Could you repeat every record below exactly, leaving out the pictures?

-------- Source information

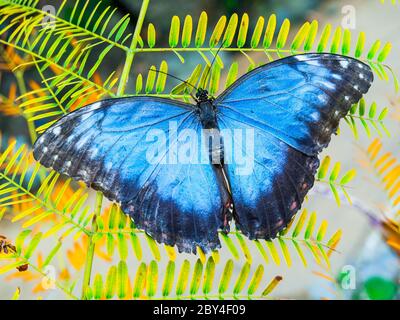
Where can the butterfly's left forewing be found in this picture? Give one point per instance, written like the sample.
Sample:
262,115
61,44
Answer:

----------------

Final answer:
Where can the butterfly's left forewing be found in this picture? Give one point per instance, written like the sample.
Sample:
262,115
61,44
Answer:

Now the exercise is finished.